(Collected data entries)
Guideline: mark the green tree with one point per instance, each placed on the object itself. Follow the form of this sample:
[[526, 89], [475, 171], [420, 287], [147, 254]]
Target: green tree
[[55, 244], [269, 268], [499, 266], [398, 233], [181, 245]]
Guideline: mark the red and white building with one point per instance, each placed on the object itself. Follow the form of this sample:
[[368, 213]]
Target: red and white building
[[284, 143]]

- _What you have to do_: Above are the records; retype every one exactly.

- _Exercise output_:
Guideline: mark the green tree with one point per instance, each placed on the object itself. Follow the form of this sample:
[[526, 89], [475, 171], [420, 287], [147, 254]]
Target: green tree
[[55, 244], [269, 268], [499, 266], [398, 233], [181, 245]]
Guideline: mark the red and white building with one point per instance, each placed on the object itself. Follow the form of this sample:
[[368, 213]]
Target: red and white building
[[284, 143]]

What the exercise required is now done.